Work instructions> Duplicate the lines of the material below verbatim, starting at the line that contains "indicate the swimming" and ending at the line that contains "Target: blue sky", with both of those lines included.

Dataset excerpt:
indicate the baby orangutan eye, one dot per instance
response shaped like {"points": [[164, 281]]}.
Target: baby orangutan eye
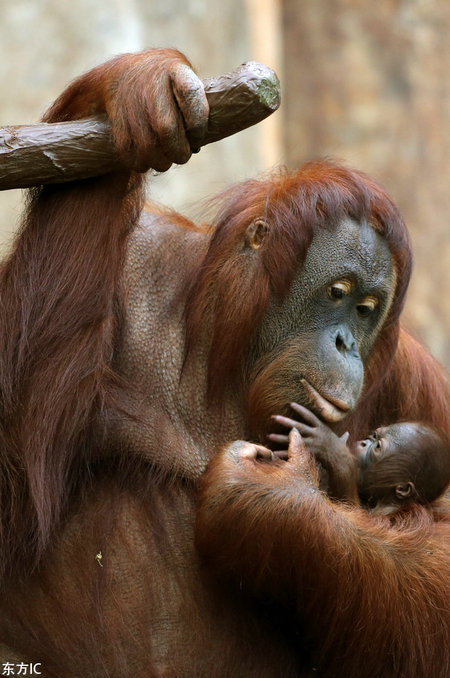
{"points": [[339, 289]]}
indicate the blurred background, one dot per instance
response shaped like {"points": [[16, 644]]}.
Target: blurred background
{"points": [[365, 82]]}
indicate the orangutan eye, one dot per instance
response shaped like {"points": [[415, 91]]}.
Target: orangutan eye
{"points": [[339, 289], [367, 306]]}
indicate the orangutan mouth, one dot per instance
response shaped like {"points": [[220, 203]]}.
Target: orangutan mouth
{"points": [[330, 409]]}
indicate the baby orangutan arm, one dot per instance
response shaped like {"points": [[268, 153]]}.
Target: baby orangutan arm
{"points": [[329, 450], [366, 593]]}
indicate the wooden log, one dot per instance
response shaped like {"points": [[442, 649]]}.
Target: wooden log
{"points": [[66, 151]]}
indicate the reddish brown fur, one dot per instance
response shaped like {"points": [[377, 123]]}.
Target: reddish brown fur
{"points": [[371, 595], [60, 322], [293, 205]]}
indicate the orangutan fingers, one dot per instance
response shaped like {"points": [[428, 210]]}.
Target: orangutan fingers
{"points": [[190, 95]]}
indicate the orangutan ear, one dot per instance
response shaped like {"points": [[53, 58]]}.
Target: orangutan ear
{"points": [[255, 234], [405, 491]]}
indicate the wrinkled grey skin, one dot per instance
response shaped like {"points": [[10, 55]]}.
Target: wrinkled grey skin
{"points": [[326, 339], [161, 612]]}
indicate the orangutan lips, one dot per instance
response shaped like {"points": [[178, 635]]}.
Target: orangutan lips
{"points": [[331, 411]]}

* * *

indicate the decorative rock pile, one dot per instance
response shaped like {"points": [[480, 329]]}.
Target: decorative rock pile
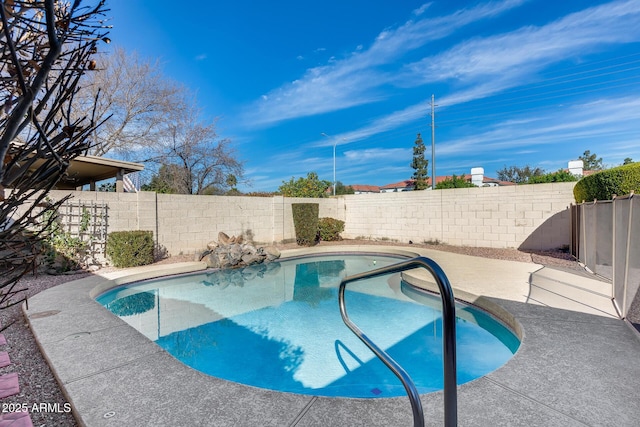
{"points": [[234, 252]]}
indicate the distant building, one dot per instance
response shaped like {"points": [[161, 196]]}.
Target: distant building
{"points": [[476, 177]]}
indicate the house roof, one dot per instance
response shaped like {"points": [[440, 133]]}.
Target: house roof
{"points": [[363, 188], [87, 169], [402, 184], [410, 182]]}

--

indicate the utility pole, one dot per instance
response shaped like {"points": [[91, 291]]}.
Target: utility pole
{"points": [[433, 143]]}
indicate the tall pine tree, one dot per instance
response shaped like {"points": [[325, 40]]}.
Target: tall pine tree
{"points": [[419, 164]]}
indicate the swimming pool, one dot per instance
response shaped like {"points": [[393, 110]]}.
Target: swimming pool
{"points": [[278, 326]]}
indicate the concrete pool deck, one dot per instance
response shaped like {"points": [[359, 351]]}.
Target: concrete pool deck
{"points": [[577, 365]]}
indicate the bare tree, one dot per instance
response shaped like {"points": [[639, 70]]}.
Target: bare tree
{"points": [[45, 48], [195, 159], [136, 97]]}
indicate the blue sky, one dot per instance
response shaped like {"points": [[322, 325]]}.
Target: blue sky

The completed task>
indicate the swimming pool, one dot per instance
response shaped like {"points": [[393, 110]]}.
Target: swimming pool
{"points": [[278, 326]]}
indicate the concrete pool deck, one dot per instance
response shaped like {"points": [[359, 351]]}.
Target: concrete pool deck
{"points": [[577, 365]]}
indicate the bare tree, one dot per instance
response shaped like {"points": [[639, 70]]}.
Target: bare tree
{"points": [[45, 48], [195, 159], [136, 97]]}
indicate the blue sky, one dot per instance
response shaped like {"points": [[322, 325]]}.
Target: blue sky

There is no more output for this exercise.